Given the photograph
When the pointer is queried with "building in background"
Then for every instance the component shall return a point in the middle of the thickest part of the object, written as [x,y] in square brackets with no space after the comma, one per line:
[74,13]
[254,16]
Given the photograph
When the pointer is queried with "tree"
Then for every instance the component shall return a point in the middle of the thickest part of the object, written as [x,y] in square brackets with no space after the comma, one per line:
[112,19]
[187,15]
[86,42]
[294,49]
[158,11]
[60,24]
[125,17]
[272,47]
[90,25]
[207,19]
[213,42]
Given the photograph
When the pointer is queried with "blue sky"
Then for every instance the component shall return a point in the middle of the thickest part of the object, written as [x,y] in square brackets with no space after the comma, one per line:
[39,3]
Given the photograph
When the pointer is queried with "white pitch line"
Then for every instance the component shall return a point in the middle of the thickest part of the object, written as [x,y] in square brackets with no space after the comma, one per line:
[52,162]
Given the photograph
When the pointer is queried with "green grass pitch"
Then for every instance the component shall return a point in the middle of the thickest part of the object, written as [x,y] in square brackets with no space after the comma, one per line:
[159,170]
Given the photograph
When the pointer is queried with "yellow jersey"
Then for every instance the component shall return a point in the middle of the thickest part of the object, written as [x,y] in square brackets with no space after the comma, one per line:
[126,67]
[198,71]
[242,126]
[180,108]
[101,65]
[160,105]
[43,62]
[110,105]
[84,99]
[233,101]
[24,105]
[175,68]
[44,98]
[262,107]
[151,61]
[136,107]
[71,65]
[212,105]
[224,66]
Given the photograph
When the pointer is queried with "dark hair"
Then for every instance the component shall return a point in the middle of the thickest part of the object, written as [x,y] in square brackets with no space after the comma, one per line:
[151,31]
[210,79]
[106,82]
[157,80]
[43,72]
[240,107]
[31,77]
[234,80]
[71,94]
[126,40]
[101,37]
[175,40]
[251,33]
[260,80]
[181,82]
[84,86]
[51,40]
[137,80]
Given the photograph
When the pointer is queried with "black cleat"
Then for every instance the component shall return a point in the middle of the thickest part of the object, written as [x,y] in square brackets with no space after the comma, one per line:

^^^^^^^^

What you have to do |
Transcribe every entry exactly.

Exercise result |
Given the photograph
When the pointer is queried with "building in background"
Then for every instance the component shall return a point in the middle of the thickest part of the object, written as [x,y] in square brackets with no space after the comma, one per line:
[74,13]
[254,16]
Given the photograph
When the pointer is queried with "tree"
Then for every instance the component shall return a point in the middle of the thickest part of the object, written as [x,y] in square brackets with no space after the comma, one per line:
[112,19]
[187,15]
[86,42]
[294,49]
[158,11]
[60,24]
[125,17]
[272,47]
[90,25]
[207,19]
[213,42]
Given the photograph
When the pointer is queried with "blue sky"
Then for every instance the component shall return a point in the middle of the thickest part of the object, written as [x,y] in square brackets with no space after the comma, one per line:
[39,3]
Given the photograph
When the pointer is queried with "white pitch line"
Then for every instance the component shall return a point in the middle of the thickest part of the object, written as [x,y] in square brackets with no space after the comma, one per line:
[52,162]
Given the photograph
When the pointer is queried with "green grass pitch"
Then for every instance the component shall return a point in the middle of the thickest part of the object, written as [x,y] in square brackets with no space after the comma, one per line:
[159,170]
Given the photograph
When the pointer is queried with "yellow jersey"
Then for every instance the component shall return a point in the middle of the thickest part of the object, written as [x,y] in square brackets with no space after the comma, one per line:
[126,67]
[198,71]
[242,126]
[180,108]
[101,65]
[160,105]
[43,62]
[110,105]
[84,99]
[233,101]
[24,105]
[175,68]
[44,98]
[262,107]
[151,61]
[136,107]
[71,65]
[212,105]
[224,66]
Given the photograph
When the pointer is queried with "dark hair"
Then for every instance the component shall return a point in the middle of the thickest part of the object, written as [x,y] in square brackets with no space after the comma, one per line:
[151,31]
[210,79]
[106,82]
[157,80]
[43,72]
[240,107]
[31,77]
[234,80]
[71,94]
[126,40]
[101,37]
[175,40]
[251,33]
[260,80]
[181,82]
[84,86]
[51,40]
[137,80]
Given the photograph
When the pointer is queried with "black cleat"
Then for every instance the component shall return a point in the middle of the thickest part of the object, written as [x,y] in square brackets with no space after the comma, one per line:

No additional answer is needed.